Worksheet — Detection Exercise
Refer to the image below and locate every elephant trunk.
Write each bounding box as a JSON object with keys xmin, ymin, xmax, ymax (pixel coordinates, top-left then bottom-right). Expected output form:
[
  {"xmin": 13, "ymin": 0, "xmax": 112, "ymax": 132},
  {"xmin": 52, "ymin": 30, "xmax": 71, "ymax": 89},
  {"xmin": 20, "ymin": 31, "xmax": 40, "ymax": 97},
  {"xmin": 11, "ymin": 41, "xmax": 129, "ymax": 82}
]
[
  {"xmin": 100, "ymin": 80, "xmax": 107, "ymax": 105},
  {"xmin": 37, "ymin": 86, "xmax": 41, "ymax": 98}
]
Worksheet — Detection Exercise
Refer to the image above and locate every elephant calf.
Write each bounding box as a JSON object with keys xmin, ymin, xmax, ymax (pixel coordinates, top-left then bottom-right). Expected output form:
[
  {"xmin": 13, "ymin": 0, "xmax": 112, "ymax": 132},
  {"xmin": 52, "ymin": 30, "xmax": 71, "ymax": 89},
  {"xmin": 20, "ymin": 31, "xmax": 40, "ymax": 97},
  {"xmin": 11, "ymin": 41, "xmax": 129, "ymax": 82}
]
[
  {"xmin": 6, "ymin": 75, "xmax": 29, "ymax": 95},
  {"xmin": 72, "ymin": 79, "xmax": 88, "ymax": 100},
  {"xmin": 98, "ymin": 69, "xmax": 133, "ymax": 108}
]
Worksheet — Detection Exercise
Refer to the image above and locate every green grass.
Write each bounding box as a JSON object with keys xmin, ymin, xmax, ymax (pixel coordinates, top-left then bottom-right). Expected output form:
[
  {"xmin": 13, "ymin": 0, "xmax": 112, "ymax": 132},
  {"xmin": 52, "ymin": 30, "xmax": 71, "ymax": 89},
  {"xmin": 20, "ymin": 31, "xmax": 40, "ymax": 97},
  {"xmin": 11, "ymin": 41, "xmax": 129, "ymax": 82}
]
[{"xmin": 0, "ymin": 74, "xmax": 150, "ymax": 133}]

_Exercise_: Copy each record from above without leaving any out.

_The solution_:
Worksheet — Detection Exercise
Refer to the image below and locate every elephant trunk.
Write each bounding box as a JSON object with keys xmin, ymin, xmax, ymax (pixel coordinates, top-left then bottom-right). Expected output form:
[
  {"xmin": 13, "ymin": 0, "xmax": 112, "ymax": 132},
  {"xmin": 52, "ymin": 30, "xmax": 71, "ymax": 89},
  {"xmin": 20, "ymin": 31, "xmax": 40, "ymax": 97},
  {"xmin": 11, "ymin": 41, "xmax": 129, "ymax": 82}
]
[
  {"xmin": 100, "ymin": 80, "xmax": 107, "ymax": 105},
  {"xmin": 37, "ymin": 86, "xmax": 41, "ymax": 98}
]
Worksheet — Detection Exercise
Refer to the image above and locate every elephant calf.
Write each bounding box as a JSON object with keys xmin, ymin, xmax, ymax (pixel coordinates, top-left then bottom-right). Expected output form:
[
  {"xmin": 13, "ymin": 0, "xmax": 112, "ymax": 132},
  {"xmin": 52, "ymin": 30, "xmax": 71, "ymax": 89},
  {"xmin": 20, "ymin": 31, "xmax": 40, "ymax": 97},
  {"xmin": 11, "ymin": 41, "xmax": 129, "ymax": 82}
]
[
  {"xmin": 6, "ymin": 75, "xmax": 29, "ymax": 95},
  {"xmin": 72, "ymin": 79, "xmax": 88, "ymax": 100},
  {"xmin": 98, "ymin": 69, "xmax": 133, "ymax": 108}
]
Worksheet — Detection Exercise
Refer to the image above and locate every green grass.
Write each bounding box as a JSON object with keys xmin, ymin, xmax, ymax (pixel coordinates, top-left then bottom-right). Expected output form:
[
  {"xmin": 13, "ymin": 0, "xmax": 112, "ymax": 132},
  {"xmin": 52, "ymin": 30, "xmax": 71, "ymax": 89},
  {"xmin": 20, "ymin": 31, "xmax": 40, "ymax": 97},
  {"xmin": 11, "ymin": 41, "xmax": 129, "ymax": 82}
]
[{"xmin": 0, "ymin": 74, "xmax": 150, "ymax": 133}]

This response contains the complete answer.